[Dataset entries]
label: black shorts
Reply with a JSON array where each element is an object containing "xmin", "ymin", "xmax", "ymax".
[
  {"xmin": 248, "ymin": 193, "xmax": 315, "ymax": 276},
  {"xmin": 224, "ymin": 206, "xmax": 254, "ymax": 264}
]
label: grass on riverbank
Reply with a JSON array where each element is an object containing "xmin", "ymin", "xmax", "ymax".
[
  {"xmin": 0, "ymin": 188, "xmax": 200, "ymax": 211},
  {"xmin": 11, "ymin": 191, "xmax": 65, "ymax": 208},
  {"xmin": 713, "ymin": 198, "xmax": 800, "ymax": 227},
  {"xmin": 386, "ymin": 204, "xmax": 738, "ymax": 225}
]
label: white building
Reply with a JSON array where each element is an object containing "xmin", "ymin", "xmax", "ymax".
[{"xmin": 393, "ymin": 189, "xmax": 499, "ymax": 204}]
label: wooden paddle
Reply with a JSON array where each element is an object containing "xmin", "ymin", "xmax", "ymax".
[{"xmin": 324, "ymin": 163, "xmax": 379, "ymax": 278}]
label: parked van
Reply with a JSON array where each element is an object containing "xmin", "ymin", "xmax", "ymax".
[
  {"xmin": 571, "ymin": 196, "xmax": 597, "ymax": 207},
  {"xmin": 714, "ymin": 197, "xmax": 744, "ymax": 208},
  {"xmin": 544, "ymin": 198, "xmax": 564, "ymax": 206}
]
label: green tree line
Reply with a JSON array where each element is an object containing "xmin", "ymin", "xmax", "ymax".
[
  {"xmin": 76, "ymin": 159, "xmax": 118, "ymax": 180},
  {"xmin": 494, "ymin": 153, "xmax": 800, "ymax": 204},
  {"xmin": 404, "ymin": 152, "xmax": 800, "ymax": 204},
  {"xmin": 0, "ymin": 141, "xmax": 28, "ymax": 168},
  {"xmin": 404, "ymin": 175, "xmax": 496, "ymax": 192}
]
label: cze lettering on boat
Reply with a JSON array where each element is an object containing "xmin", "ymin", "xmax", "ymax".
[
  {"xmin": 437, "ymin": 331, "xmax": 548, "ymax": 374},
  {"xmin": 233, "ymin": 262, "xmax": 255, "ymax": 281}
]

→ **About this task**: Give back every line from the beginning of the records through the line holding "label: parked van", exactly as it reads, and leave out the rest.

→ **Exercise result**:
label: black shorts
Reply with a JSON array where each element is an object containing "xmin", "ymin", "xmax", "ymax".
[
  {"xmin": 248, "ymin": 193, "xmax": 315, "ymax": 276},
  {"xmin": 224, "ymin": 206, "xmax": 254, "ymax": 264}
]
label: grass on riverbank
Reply with a JSON array where each element is an object containing "xmin", "ymin", "xmax", "ymax".
[
  {"xmin": 0, "ymin": 188, "xmax": 200, "ymax": 211},
  {"xmin": 11, "ymin": 191, "xmax": 65, "ymax": 208},
  {"xmin": 713, "ymin": 198, "xmax": 800, "ymax": 227},
  {"xmin": 386, "ymin": 204, "xmax": 738, "ymax": 225}
]
label: white building
Reply with a JSON array where each element is an object containing "xmin", "ymin", "xmax", "ymax".
[{"xmin": 393, "ymin": 189, "xmax": 499, "ymax": 204}]
label: wooden paddle
Reply with a JSON array where each element is an object containing "xmin", "ymin", "xmax", "ymax".
[{"xmin": 324, "ymin": 163, "xmax": 379, "ymax": 278}]
label: parked van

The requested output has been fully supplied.